(Extracted information)
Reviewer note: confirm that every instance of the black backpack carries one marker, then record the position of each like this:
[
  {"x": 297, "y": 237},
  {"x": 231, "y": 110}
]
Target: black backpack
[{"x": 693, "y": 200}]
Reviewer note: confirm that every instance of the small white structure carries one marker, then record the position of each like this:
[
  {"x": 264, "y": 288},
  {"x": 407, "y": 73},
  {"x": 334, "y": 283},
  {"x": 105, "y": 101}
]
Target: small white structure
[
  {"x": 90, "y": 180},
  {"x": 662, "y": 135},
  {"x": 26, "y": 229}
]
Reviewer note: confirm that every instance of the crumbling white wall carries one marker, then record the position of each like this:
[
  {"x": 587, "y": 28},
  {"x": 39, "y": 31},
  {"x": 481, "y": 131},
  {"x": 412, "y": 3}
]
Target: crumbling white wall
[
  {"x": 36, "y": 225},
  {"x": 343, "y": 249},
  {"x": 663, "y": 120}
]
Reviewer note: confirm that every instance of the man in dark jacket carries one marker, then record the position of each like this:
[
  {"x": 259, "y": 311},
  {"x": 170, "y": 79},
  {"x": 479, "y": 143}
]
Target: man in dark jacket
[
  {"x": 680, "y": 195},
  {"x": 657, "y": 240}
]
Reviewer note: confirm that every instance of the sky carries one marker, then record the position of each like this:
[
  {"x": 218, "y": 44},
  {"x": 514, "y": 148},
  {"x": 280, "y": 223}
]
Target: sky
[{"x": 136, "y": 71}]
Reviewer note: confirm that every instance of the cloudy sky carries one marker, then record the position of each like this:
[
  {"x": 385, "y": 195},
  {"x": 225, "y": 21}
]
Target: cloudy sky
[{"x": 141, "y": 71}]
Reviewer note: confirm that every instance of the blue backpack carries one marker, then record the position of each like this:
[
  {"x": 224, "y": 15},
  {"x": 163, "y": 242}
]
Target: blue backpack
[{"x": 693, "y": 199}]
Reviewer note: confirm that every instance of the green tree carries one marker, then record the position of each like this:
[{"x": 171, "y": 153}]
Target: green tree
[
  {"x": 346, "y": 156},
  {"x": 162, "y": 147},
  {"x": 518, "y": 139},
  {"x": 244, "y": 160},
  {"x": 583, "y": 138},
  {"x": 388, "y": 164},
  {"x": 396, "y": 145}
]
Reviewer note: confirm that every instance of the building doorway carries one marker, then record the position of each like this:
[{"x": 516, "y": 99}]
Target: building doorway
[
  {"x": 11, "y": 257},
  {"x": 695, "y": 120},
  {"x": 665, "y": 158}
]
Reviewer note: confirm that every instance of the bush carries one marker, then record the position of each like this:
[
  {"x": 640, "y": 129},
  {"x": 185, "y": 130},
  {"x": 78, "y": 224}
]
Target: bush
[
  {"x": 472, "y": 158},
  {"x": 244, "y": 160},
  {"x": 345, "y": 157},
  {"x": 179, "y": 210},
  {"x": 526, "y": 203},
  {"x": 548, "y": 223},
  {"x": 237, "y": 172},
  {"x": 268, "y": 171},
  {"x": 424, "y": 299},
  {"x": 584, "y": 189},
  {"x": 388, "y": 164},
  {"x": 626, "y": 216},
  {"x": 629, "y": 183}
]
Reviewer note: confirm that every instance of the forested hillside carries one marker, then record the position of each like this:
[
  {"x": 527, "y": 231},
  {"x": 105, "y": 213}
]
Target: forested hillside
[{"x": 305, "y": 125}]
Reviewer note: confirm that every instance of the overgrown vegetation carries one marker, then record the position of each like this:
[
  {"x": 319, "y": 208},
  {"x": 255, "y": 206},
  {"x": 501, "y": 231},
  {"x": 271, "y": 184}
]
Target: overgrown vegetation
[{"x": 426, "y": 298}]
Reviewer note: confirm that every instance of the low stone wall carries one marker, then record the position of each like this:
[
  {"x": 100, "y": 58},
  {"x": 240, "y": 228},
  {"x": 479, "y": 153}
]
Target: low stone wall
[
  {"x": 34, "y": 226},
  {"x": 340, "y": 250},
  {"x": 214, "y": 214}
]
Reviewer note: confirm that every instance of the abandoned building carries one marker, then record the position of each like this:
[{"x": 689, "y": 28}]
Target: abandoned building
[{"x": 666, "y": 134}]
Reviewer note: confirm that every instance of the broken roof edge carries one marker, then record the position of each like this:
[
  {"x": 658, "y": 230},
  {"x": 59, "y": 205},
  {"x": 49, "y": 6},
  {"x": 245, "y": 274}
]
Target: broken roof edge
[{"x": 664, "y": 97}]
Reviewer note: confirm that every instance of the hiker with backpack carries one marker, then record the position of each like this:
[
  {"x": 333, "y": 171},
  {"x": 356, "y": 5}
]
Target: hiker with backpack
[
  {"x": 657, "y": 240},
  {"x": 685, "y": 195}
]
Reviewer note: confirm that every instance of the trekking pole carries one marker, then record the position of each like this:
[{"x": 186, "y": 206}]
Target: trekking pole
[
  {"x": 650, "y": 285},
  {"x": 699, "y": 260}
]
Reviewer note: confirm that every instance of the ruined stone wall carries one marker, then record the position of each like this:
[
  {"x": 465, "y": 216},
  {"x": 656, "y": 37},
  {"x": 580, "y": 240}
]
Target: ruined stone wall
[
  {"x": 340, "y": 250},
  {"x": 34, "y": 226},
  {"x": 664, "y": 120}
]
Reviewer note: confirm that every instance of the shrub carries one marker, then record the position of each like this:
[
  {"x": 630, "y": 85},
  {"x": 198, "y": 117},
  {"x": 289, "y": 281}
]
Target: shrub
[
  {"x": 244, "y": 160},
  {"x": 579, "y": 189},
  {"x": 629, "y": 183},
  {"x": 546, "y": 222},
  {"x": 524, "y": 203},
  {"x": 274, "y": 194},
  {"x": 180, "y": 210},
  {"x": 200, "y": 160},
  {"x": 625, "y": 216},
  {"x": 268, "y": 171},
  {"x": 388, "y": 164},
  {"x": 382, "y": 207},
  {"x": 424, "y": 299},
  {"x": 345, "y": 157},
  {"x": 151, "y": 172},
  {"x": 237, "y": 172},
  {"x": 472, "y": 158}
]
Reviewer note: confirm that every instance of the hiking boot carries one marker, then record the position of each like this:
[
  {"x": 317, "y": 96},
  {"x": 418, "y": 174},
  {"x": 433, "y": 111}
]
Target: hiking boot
(End Extracted information)
Exercise brief » Please give the full set of data again exactly.

Result of this task »
Reviewer note: confirm that every instance of the black backpack carries one marker, then record the position of each like this:
[
  {"x": 297, "y": 237},
  {"x": 231, "y": 110}
]
Target: black backpack
[{"x": 693, "y": 200}]
Reviewer note: confirm that every instance of the small white structure carries one marker, then record the position of each like this:
[
  {"x": 264, "y": 288},
  {"x": 407, "y": 73},
  {"x": 334, "y": 283},
  {"x": 105, "y": 101}
]
Target: small white structure
[
  {"x": 90, "y": 180},
  {"x": 662, "y": 135},
  {"x": 26, "y": 229}
]
Reviewer note: confirm that every instance of the crumbling white wall carries one marker, then record the position of each like this:
[
  {"x": 587, "y": 28},
  {"x": 39, "y": 31},
  {"x": 481, "y": 131},
  {"x": 412, "y": 3}
]
Target: crumbling white wall
[
  {"x": 36, "y": 225},
  {"x": 343, "y": 249},
  {"x": 663, "y": 120}
]
Reviewer note: confirm that every instance of the man in dark jacket carries one marker, then record the position of each like this:
[
  {"x": 259, "y": 311},
  {"x": 170, "y": 79},
  {"x": 479, "y": 143}
]
Target: man in dark jacket
[
  {"x": 680, "y": 195},
  {"x": 657, "y": 240}
]
Reviewer note: confirm that every instance of the sky carries one marker, then record the position of each like this:
[
  {"x": 218, "y": 44},
  {"x": 514, "y": 148},
  {"x": 280, "y": 223}
]
Target: sky
[{"x": 136, "y": 71}]
Reviewer note: confirm that every instance of the cloudy sky carries one marker, then record the position of each like this:
[
  {"x": 385, "y": 195},
  {"x": 225, "y": 21}
]
Target: cloudy sky
[{"x": 141, "y": 71}]
Reviewer note: confirm that every instance of the blue backpack carries one marker, then record the position of each like this:
[
  {"x": 224, "y": 15},
  {"x": 163, "y": 242}
]
Target: blue backpack
[{"x": 693, "y": 199}]
Reviewer note: confirm that every instance of the green tree carries one marker, then record the position of each like this:
[{"x": 171, "y": 153}]
Target: green tree
[
  {"x": 346, "y": 156},
  {"x": 162, "y": 147},
  {"x": 518, "y": 139},
  {"x": 244, "y": 160},
  {"x": 583, "y": 138},
  {"x": 388, "y": 164},
  {"x": 396, "y": 145}
]
Reviewer note: confirm that every instance of the building doorway carries one marker, then record the position of each like this:
[{"x": 516, "y": 99}]
Target: building doorway
[
  {"x": 11, "y": 257},
  {"x": 695, "y": 120},
  {"x": 665, "y": 158}
]
Reviewer note: confirm that every instance of the bush carries one marker, then record the position of each like this:
[
  {"x": 640, "y": 129},
  {"x": 185, "y": 130},
  {"x": 78, "y": 224}
]
Target: bush
[
  {"x": 472, "y": 158},
  {"x": 244, "y": 160},
  {"x": 345, "y": 157},
  {"x": 179, "y": 210},
  {"x": 526, "y": 203},
  {"x": 548, "y": 223},
  {"x": 237, "y": 172},
  {"x": 268, "y": 171},
  {"x": 424, "y": 299},
  {"x": 584, "y": 189},
  {"x": 388, "y": 164},
  {"x": 626, "y": 216},
  {"x": 629, "y": 183}
]
Reviewer note: confirm that every instance of the forested hillside carries one marker, then record the position of each like this:
[
  {"x": 527, "y": 231},
  {"x": 105, "y": 213}
]
Target: forested hillside
[{"x": 305, "y": 125}]
Reviewer note: confirm that every instance of the overgrown vegetation carries one marker, then record the position of each like this:
[
  {"x": 319, "y": 208},
  {"x": 255, "y": 206},
  {"x": 501, "y": 231},
  {"x": 271, "y": 184}
]
Target: overgrown vegetation
[{"x": 426, "y": 298}]
Reviewer note: confirm that every instance of the low stone wall carries one marker, then record the position of each like this:
[
  {"x": 100, "y": 58},
  {"x": 240, "y": 228},
  {"x": 479, "y": 153}
]
Target: low stone wall
[
  {"x": 34, "y": 226},
  {"x": 340, "y": 250},
  {"x": 214, "y": 214}
]
Reviewer note: confirm that every instance of the abandoned building carries one marker, then record the position of each like this:
[{"x": 689, "y": 28}]
Target: abandoned building
[{"x": 666, "y": 134}]
Reviewer note: confirm that every instance of the broken roof edge carries one marker, then record the position of each like this:
[
  {"x": 658, "y": 230},
  {"x": 59, "y": 205},
  {"x": 49, "y": 6},
  {"x": 245, "y": 274}
]
Target: broken roof edge
[{"x": 664, "y": 97}]
Reviewer note: confirm that every instance of the hiker with backpack carries one marker, then record the position of each like this:
[
  {"x": 333, "y": 171},
  {"x": 356, "y": 5}
]
Target: hiker with backpack
[
  {"x": 657, "y": 240},
  {"x": 685, "y": 195}
]
Reviewer note: confirm that every instance of the trekking pole carries one marker, then record the position of each like this:
[{"x": 186, "y": 206}]
Target: trekking pole
[
  {"x": 650, "y": 285},
  {"x": 699, "y": 260}
]
Reviewer note: confirm that every instance of the ruined stone wall carries one marker, then record the position of each like this:
[
  {"x": 465, "y": 216},
  {"x": 656, "y": 37},
  {"x": 580, "y": 240}
]
Target: ruined stone wall
[
  {"x": 340, "y": 250},
  {"x": 34, "y": 226},
  {"x": 664, "y": 120}
]
Reviewer note: confirm that every instance of the shrub carries one marker, then record the position of each like this:
[
  {"x": 630, "y": 85},
  {"x": 198, "y": 117},
  {"x": 289, "y": 281}
]
Target: shrub
[
  {"x": 244, "y": 160},
  {"x": 579, "y": 189},
  {"x": 629, "y": 183},
  {"x": 546, "y": 222},
  {"x": 524, "y": 203},
  {"x": 274, "y": 194},
  {"x": 180, "y": 210},
  {"x": 200, "y": 160},
  {"x": 625, "y": 216},
  {"x": 268, "y": 171},
  {"x": 388, "y": 164},
  {"x": 382, "y": 207},
  {"x": 424, "y": 299},
  {"x": 345, "y": 157},
  {"x": 151, "y": 172},
  {"x": 237, "y": 172},
  {"x": 472, "y": 158}
]
Reviewer note: confirm that every instance of the hiking boot carries one marker, then record the position of each like this:
[
  {"x": 317, "y": 96},
  {"x": 418, "y": 174},
  {"x": 433, "y": 111}
]
Target: hiking boot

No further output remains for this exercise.